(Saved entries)
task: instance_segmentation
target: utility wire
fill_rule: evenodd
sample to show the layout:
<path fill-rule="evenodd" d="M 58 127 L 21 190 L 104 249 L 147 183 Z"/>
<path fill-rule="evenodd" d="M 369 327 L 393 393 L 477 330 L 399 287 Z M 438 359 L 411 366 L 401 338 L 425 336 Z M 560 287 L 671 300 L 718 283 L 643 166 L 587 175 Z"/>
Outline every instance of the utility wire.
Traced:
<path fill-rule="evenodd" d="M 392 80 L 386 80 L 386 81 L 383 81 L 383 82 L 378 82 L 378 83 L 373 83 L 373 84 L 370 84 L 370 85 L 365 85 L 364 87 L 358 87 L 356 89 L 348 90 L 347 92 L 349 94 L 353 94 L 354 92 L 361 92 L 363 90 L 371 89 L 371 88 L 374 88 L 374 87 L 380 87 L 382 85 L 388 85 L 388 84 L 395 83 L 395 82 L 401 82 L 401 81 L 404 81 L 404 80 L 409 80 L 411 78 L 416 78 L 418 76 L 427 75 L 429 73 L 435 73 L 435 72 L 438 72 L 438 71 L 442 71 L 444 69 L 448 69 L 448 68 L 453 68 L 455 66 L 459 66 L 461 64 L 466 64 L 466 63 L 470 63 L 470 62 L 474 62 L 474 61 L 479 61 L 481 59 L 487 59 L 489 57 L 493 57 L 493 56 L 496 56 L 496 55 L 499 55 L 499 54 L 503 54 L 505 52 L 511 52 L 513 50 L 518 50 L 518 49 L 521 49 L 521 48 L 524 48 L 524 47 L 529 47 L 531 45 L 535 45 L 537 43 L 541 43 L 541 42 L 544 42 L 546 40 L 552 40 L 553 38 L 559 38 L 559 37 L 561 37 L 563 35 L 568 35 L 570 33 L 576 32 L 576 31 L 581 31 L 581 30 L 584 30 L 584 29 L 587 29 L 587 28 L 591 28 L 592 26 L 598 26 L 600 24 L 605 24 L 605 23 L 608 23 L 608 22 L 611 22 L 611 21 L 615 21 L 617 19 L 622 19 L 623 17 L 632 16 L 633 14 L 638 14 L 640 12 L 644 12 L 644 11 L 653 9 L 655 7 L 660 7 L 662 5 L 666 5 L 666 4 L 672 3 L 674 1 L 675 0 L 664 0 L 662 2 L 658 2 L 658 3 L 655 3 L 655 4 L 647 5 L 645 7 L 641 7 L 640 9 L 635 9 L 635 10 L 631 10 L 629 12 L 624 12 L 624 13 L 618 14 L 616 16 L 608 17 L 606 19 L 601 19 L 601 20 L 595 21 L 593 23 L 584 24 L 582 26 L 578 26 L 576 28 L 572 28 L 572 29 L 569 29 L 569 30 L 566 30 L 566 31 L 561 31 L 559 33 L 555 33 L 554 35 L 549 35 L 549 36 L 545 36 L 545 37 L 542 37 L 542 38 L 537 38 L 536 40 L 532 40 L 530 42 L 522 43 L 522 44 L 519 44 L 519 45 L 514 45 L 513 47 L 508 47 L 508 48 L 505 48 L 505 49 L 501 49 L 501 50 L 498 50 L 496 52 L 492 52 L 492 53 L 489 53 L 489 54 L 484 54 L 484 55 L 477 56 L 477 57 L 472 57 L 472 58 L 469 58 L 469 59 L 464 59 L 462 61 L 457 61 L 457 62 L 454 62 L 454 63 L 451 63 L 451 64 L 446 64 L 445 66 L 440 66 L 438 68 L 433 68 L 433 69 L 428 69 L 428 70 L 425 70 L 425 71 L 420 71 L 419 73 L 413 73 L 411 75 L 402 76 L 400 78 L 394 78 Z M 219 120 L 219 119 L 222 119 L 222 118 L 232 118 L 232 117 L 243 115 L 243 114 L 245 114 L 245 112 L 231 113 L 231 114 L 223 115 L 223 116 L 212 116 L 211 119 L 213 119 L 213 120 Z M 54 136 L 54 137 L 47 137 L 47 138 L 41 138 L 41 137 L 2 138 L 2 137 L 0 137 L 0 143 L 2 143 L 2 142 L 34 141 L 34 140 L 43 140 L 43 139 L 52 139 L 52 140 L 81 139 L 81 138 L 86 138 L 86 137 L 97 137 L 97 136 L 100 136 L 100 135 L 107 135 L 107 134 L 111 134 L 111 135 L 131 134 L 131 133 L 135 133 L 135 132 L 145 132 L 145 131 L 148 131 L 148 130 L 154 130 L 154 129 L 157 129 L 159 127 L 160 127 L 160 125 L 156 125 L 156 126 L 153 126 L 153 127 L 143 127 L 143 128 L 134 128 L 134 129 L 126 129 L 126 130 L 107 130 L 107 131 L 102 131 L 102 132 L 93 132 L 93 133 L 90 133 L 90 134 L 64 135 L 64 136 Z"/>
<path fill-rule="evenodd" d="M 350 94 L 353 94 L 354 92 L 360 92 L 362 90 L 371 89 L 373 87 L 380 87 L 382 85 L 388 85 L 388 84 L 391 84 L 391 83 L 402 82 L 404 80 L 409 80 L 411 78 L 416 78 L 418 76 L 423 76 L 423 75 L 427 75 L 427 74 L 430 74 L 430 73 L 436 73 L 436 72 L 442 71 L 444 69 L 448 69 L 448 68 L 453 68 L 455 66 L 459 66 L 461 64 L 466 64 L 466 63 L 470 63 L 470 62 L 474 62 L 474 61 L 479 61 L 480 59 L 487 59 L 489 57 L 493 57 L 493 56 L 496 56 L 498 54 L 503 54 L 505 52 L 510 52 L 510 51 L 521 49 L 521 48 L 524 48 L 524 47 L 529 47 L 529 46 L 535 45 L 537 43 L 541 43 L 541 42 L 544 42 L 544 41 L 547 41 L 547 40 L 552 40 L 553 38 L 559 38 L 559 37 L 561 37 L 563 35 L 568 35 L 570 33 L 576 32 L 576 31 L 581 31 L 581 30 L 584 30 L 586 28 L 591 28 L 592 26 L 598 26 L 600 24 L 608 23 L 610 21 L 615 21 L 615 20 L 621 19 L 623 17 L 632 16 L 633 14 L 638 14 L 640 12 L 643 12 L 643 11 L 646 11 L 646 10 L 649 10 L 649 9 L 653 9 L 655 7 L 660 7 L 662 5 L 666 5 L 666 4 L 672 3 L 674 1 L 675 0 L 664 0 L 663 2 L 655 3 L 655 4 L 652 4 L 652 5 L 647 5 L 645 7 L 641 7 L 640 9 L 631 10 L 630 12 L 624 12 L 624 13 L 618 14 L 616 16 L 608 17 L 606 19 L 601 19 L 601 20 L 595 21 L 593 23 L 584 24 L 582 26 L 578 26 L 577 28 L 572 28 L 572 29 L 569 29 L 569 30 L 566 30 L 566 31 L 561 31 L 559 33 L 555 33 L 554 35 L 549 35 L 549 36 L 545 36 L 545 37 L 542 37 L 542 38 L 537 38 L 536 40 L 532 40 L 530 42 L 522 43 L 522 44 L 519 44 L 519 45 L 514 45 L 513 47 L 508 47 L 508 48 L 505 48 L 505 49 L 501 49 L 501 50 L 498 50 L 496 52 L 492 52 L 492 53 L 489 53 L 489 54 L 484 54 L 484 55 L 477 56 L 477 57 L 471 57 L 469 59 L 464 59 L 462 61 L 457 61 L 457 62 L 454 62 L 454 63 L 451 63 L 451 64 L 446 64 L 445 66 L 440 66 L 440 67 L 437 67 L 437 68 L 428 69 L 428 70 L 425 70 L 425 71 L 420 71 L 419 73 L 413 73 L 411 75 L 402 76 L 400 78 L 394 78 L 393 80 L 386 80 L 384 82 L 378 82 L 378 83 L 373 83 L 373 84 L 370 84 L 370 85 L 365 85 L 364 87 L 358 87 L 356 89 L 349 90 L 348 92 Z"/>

The problem: All of the data above needs to be written out exactly.

Solution for this exercise:
task: instance_segmentation
target: utility wire
fill_rule: evenodd
sample to show the layout:
<path fill-rule="evenodd" d="M 58 127 L 21 190 L 104 249 L 147 183 Z"/>
<path fill-rule="evenodd" d="M 369 327 L 393 393 L 477 330 L 399 287 Z M 438 359 L 411 366 L 401 338 L 425 336 Z M 560 287 L 671 300 L 718 283 L 643 166 L 587 175 Z"/>
Outline every instance of the utility wire.
Traced:
<path fill-rule="evenodd" d="M 392 80 L 386 80 L 386 81 L 383 81 L 383 82 L 378 82 L 378 83 L 373 83 L 373 84 L 370 84 L 370 85 L 365 85 L 364 87 L 358 87 L 356 89 L 348 90 L 347 92 L 349 94 L 353 94 L 354 92 L 361 92 L 363 90 L 371 89 L 371 88 L 374 88 L 374 87 L 380 87 L 382 85 L 388 85 L 388 84 L 395 83 L 395 82 L 401 82 L 401 81 L 404 81 L 404 80 L 409 80 L 411 78 L 416 78 L 418 76 L 427 75 L 429 73 L 435 73 L 435 72 L 438 72 L 438 71 L 442 71 L 444 69 L 448 69 L 448 68 L 453 68 L 455 66 L 459 66 L 461 64 L 466 64 L 466 63 L 470 63 L 470 62 L 474 62 L 474 61 L 479 61 L 481 59 L 487 59 L 489 57 L 493 57 L 493 56 L 496 56 L 496 55 L 499 55 L 499 54 L 503 54 L 505 52 L 511 52 L 513 50 L 518 50 L 518 49 L 521 49 L 521 48 L 524 48 L 524 47 L 529 47 L 531 45 L 535 45 L 537 43 L 541 43 L 541 42 L 544 42 L 546 40 L 552 40 L 553 38 L 559 38 L 559 37 L 561 37 L 563 35 L 568 35 L 570 33 L 576 32 L 576 31 L 581 31 L 581 30 L 584 30 L 584 29 L 587 29 L 587 28 L 591 28 L 592 26 L 598 26 L 600 24 L 605 24 L 605 23 L 608 23 L 608 22 L 611 22 L 611 21 L 615 21 L 617 19 L 622 19 L 623 17 L 632 16 L 633 14 L 638 14 L 640 12 L 644 12 L 644 11 L 653 9 L 655 7 L 660 7 L 662 5 L 666 5 L 666 4 L 672 3 L 674 1 L 675 0 L 664 0 L 662 2 L 658 2 L 658 3 L 655 3 L 655 4 L 647 5 L 645 7 L 641 7 L 640 9 L 635 9 L 635 10 L 631 10 L 629 12 L 624 12 L 624 13 L 618 14 L 616 16 L 608 17 L 606 19 L 601 19 L 601 20 L 595 21 L 593 23 L 584 24 L 582 26 L 578 26 L 576 28 L 572 28 L 572 29 L 569 29 L 569 30 L 566 30 L 566 31 L 561 31 L 559 33 L 555 33 L 554 35 L 549 35 L 549 36 L 545 36 L 545 37 L 542 37 L 542 38 L 537 38 L 536 40 L 532 40 L 530 42 L 522 43 L 522 44 L 519 44 L 519 45 L 514 45 L 513 47 L 508 47 L 508 48 L 505 48 L 505 49 L 501 49 L 501 50 L 498 50 L 496 52 L 492 52 L 492 53 L 489 53 L 489 54 L 484 54 L 484 55 L 477 56 L 477 57 L 472 57 L 472 58 L 469 58 L 469 59 L 464 59 L 462 61 L 457 61 L 457 62 L 454 62 L 454 63 L 451 63 L 451 64 L 446 64 L 445 66 L 440 66 L 438 68 L 433 68 L 433 69 L 428 69 L 428 70 L 425 70 L 425 71 L 420 71 L 419 73 L 413 73 L 411 75 L 402 76 L 400 78 L 394 78 Z M 219 120 L 219 119 L 222 119 L 222 118 L 232 118 L 232 117 L 243 115 L 243 114 L 245 114 L 245 112 L 231 113 L 231 114 L 223 115 L 223 116 L 212 116 L 211 119 L 213 119 L 213 120 Z M 54 136 L 54 137 L 47 137 L 47 138 L 41 138 L 41 137 L 2 138 L 2 137 L 0 137 L 0 143 L 2 143 L 2 142 L 34 141 L 34 140 L 43 140 L 43 139 L 52 139 L 52 140 L 81 139 L 81 138 L 86 138 L 86 137 L 97 137 L 97 136 L 100 136 L 100 135 L 107 135 L 107 134 L 111 134 L 111 135 L 131 134 L 131 133 L 135 133 L 135 132 L 145 132 L 145 131 L 148 131 L 148 130 L 154 130 L 154 129 L 157 129 L 159 127 L 160 127 L 160 125 L 156 125 L 156 126 L 153 126 L 153 127 L 143 127 L 143 128 L 134 128 L 134 129 L 126 129 L 126 130 L 107 130 L 107 131 L 102 131 L 102 132 L 93 132 L 93 133 L 90 133 L 90 134 L 64 135 L 64 136 Z"/>
<path fill-rule="evenodd" d="M 350 94 L 353 94 L 354 92 L 360 92 L 362 90 L 371 89 L 373 87 L 380 87 L 382 85 L 388 85 L 388 84 L 391 84 L 391 83 L 402 82 L 404 80 L 409 80 L 411 78 L 416 78 L 418 76 L 423 76 L 423 75 L 427 75 L 427 74 L 430 74 L 430 73 L 436 73 L 436 72 L 442 71 L 444 69 L 448 69 L 448 68 L 453 68 L 455 66 L 459 66 L 461 64 L 466 64 L 466 63 L 470 63 L 470 62 L 474 62 L 474 61 L 479 61 L 480 59 L 487 59 L 489 57 L 493 57 L 493 56 L 496 56 L 498 54 L 503 54 L 505 52 L 510 52 L 510 51 L 521 49 L 521 48 L 524 48 L 524 47 L 529 47 L 529 46 L 535 45 L 537 43 L 541 43 L 541 42 L 544 42 L 544 41 L 547 41 L 547 40 L 552 40 L 553 38 L 559 38 L 559 37 L 561 37 L 563 35 L 568 35 L 570 33 L 576 32 L 576 31 L 581 31 L 581 30 L 584 30 L 586 28 L 591 28 L 592 26 L 598 26 L 600 24 L 608 23 L 610 21 L 615 21 L 615 20 L 621 19 L 623 17 L 632 16 L 633 14 L 638 14 L 640 12 L 643 12 L 643 11 L 646 11 L 646 10 L 649 10 L 649 9 L 653 9 L 655 7 L 660 7 L 662 5 L 666 5 L 666 4 L 672 3 L 674 1 L 675 0 L 664 0 L 663 2 L 655 3 L 655 4 L 652 4 L 652 5 L 647 5 L 645 7 L 641 7 L 640 9 L 631 10 L 630 12 L 624 12 L 624 13 L 618 14 L 616 16 L 608 17 L 606 19 L 601 19 L 601 20 L 595 21 L 593 23 L 584 24 L 582 26 L 578 26 L 577 28 L 572 28 L 572 29 L 569 29 L 569 30 L 566 30 L 566 31 L 561 31 L 559 33 L 555 33 L 554 35 L 549 35 L 549 36 L 545 36 L 545 37 L 542 37 L 542 38 L 537 38 L 536 40 L 532 40 L 530 42 L 522 43 L 522 44 L 519 44 L 519 45 L 514 45 L 513 47 L 508 47 L 508 48 L 505 48 L 505 49 L 501 49 L 501 50 L 498 50 L 496 52 L 492 52 L 492 53 L 489 53 L 489 54 L 484 54 L 484 55 L 477 56 L 477 57 L 471 57 L 469 59 L 464 59 L 462 61 L 457 61 L 457 62 L 454 62 L 454 63 L 451 63 L 451 64 L 446 64 L 445 66 L 440 66 L 440 67 L 437 67 L 437 68 L 428 69 L 428 70 L 425 70 L 425 71 L 420 71 L 419 73 L 413 73 L 411 75 L 402 76 L 400 78 L 394 78 L 393 80 L 386 80 L 384 82 L 378 82 L 378 83 L 373 83 L 373 84 L 370 84 L 370 85 L 365 85 L 364 87 L 358 87 L 356 89 L 349 90 L 348 92 Z"/>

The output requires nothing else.